Exercise task: Please find every line in the entries below that contains the string "centerpiece" and copy each one out. Case counts when matching.

Material for the task:

+++

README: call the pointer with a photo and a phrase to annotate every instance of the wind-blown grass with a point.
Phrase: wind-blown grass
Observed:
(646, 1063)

+++

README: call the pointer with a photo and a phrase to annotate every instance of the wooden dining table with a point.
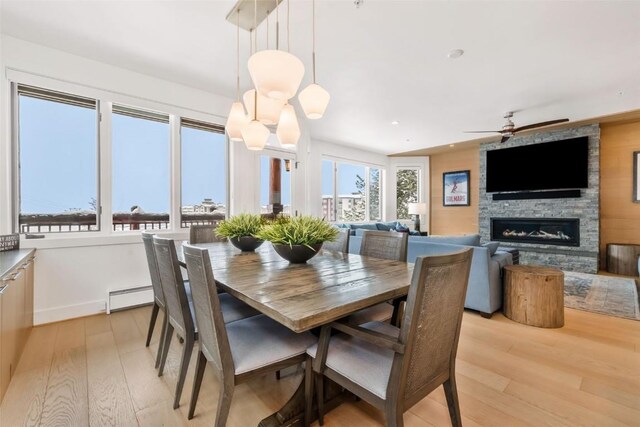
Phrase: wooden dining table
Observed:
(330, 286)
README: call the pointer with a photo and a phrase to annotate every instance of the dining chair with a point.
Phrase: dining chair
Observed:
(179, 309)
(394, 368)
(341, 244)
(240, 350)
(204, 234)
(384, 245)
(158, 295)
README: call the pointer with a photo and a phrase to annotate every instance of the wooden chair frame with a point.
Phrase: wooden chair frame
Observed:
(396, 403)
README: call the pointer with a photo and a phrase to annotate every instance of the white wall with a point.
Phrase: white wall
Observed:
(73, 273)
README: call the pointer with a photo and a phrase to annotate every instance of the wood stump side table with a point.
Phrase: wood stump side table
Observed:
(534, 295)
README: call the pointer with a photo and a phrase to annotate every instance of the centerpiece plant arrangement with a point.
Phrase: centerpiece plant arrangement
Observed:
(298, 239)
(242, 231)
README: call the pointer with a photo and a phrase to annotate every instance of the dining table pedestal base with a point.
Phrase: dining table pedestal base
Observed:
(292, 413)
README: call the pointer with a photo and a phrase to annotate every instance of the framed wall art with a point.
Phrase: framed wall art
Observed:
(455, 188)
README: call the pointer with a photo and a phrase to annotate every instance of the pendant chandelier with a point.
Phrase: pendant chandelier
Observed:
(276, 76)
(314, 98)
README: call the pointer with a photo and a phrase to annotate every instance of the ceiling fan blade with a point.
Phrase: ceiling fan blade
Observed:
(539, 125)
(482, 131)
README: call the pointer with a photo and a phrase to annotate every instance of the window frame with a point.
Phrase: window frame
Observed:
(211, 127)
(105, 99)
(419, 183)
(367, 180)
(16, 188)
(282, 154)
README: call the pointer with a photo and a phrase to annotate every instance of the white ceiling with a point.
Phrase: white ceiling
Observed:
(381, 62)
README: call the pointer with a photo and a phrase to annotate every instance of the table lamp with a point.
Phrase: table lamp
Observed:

+++

Task solution:
README: call the pointer with a photo and a phrase to annotate every instance of the centerpiece plant arrangement with a point.
Phrase: centerpiece plant arrangement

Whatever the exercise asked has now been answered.